[Date Prev][Date Next][Thread Prev][Thread Next][Date Index][Thread Index]
Re: [Qemu-devel] [PATCH v2 0/6] x86: Physical address limit patches
From: |
Michael S. Tsirkin |
Subject: |
Re: [Qemu-devel] [PATCH v2 0/6] x86: Physical address limit patches |
Date: |
Tue, 5 Jul 2016 13:41:31 +0300 |
On Tue, Jul 05, 2016 at 11:13:26AM +0100, Dr. David Alan Gilbert wrote:
> * Michael S. Tsirkin (address@hidden) wrote:
> > On Tue, Jul 05, 2016 at 10:33:25AM +0100, Dr. David Alan Gilbert wrote:
> > > * Michael S. Tsirkin (address@hidden) wrote:
> > > > On Mon, Jul 04, 2016 at 08:16:03PM +0100, Dr. David Alan Gilbert (git)
> > > > wrote:
> > > > > From: "Dr. David Alan Gilbert" <address@hidden>
> > > > >
> > > > > QEMU sets the guests physical address bits to 40; this is wrong
> > > > > on most hardware, and can be detected by the guest.
> > > > > It also stops you using really huge multi-TB VMs.
> > > > >
> > > > > Red Hat has had a patch, that Andrea wrote, downstream for a couple
> > > > > of years that reads the hosts value and uses that in the guest.
> > > > > That's
> > > > > correct as far as the guest sees it, and lets you create huge VMs.
> > > > >
> > > > > The downside, is that if you've got a mix of hosts, say an i7 and a
> > > > > Xeon,
> > > > > life gets complicated in migration; prior to 2.6 it all apparently
> > > > > worked (although a guest that looked might spot the change).

▶ DATASET:

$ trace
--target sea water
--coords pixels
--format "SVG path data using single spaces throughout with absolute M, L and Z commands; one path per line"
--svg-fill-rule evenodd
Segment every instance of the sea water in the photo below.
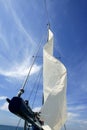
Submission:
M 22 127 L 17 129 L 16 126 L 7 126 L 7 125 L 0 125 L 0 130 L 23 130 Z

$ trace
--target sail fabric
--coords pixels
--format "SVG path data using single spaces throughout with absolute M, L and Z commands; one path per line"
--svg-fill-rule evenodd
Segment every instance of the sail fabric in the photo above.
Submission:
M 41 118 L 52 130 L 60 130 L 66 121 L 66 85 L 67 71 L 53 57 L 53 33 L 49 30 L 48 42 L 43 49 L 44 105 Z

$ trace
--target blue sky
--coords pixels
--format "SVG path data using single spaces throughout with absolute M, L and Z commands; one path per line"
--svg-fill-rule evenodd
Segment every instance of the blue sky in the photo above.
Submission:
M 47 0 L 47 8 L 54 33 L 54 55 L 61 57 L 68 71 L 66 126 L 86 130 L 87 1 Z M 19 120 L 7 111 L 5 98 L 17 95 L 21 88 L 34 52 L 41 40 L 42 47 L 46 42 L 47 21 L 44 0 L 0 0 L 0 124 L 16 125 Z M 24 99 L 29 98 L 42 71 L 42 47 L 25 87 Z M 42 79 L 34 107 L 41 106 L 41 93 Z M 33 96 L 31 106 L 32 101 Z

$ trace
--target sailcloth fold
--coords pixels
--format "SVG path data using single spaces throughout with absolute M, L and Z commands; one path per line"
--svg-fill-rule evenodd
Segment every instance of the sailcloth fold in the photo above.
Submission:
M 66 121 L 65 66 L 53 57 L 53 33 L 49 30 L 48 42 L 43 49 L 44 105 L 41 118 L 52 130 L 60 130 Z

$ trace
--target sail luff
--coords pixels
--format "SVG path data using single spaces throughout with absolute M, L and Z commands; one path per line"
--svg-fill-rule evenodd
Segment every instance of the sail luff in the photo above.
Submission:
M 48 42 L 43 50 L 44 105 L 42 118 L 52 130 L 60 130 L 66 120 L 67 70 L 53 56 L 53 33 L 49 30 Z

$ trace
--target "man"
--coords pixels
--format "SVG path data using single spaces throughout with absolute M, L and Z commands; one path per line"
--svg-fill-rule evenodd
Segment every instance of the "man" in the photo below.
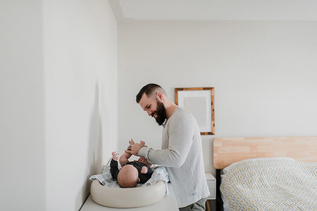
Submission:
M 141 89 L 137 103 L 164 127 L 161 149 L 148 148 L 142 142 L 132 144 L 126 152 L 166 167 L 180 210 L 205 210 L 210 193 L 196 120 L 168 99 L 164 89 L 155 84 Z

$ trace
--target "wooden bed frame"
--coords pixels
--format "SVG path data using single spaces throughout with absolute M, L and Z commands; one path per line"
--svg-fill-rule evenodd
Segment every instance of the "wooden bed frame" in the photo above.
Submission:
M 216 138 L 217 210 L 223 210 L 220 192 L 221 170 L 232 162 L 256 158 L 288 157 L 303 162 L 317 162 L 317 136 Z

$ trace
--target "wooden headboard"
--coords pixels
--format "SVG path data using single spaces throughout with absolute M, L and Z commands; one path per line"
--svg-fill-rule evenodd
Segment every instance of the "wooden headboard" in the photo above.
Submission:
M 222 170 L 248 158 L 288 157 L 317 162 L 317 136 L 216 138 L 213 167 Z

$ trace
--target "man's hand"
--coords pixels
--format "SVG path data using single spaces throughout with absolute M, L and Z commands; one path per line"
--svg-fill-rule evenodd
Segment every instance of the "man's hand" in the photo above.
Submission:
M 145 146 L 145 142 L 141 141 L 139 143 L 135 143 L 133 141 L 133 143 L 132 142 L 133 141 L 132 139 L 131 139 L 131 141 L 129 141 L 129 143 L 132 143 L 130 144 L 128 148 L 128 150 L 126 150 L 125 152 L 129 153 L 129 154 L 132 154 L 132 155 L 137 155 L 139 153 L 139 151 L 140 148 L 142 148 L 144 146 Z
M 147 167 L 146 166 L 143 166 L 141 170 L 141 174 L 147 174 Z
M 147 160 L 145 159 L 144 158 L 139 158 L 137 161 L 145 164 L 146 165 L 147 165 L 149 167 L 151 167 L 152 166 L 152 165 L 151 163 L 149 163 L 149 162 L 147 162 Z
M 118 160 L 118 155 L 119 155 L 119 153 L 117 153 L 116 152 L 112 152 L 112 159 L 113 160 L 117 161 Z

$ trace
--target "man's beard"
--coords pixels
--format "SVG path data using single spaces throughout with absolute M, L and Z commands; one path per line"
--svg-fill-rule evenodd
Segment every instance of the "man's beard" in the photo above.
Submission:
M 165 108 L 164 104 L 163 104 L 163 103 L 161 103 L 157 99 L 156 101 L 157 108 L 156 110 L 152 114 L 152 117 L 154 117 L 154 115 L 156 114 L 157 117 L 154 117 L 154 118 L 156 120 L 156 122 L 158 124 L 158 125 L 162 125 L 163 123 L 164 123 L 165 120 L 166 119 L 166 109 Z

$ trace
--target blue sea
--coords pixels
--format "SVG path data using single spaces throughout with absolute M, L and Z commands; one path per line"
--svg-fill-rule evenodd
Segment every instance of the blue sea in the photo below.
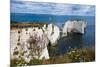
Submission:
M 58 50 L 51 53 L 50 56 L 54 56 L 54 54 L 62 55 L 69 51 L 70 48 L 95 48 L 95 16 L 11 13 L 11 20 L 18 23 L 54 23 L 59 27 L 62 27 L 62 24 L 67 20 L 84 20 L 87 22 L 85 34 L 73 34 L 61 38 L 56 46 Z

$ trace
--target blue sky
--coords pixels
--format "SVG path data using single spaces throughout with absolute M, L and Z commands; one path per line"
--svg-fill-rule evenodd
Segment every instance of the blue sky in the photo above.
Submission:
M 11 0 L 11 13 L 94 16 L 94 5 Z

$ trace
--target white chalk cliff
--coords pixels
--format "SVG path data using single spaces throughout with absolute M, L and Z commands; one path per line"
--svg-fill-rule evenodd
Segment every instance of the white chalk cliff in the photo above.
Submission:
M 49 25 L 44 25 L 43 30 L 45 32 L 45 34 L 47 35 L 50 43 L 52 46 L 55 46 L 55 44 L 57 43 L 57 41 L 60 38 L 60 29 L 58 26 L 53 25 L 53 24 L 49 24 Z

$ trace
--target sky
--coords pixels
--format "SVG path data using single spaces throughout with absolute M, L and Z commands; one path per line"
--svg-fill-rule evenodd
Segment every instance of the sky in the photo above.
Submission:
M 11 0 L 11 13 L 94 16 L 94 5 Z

▶ PROBLEM TO SOLVE: Please pick up the QEMU physical address bits email thread where it stops and continue it. This material isn't needed for what follows.

▶ OUTPUT FOR THIS TASK:
> > > > > In 2.6 Paolo started checking MSR writes and they failed when the
> > > > > incoming MTRR mask didn't fit.
> > > > >
> > > > > This series:
> > > > > a) Fixes up mtrr masks so that if you're migrating between hosts
> > > > > of different physical address size it tries to do something
> > > > > sensible.
> > > > >
> > > > > b) Lets you specify the guest physical address size via a CPU
> > > > > property, i.e.
> > > > > -cpu SandyBridge,phys-bits=36
> > > > >
> > > > > The default on old machine types is to use the existing 40 bits
> > > > > value.
> > > > >
> > > > > c) Lets you tell qemu to use the same setting as the host, i.e.
> > > > > -cpu SandyBridge,phys-bits=0
> > > > >
> > > > > This is the default on new machine types.
> > > > >
> > > > > Note that mixed size hosts are still not necessarily safe; a guest
> > > > > started on a host with a large physical address size might start using
> > > > > those bits and get upset when it's moved to a small host.
> > > > > However that was already potentially broken in existing qemu that
> > > > > used a magic value of 40.
> > > > >
> > > > > There's potential to add some extra guards against people
> > > > > doing silly stuff; e.g. stop people running VMs using 1TB of
> > > > > address space on a tiny host.
> > > > >
> > > > > Dave
> > > >
> > > > This is all in target-i386 so if the maintainers want it this way, they
> > > > can merge this, and I do not have strong objections, but I wanted to
> > > > document an alternative that is IMHO somewhat nicer. Feel free to
> > > > ignore. See below.
> > > >
> > > > How can guest use more memory than what host supports?
> > > > I think there are two ways:
> > > >
> > > > 1. more memory than host supports is supplied
> > > > This is a configuration error. We can simply detect this
> > > > and fail init, or print a warning, no need for new flags.
> > >
> > > Yes we should do that; however there's a case that's potentially
> > > currently working for people but actually kind of illegal.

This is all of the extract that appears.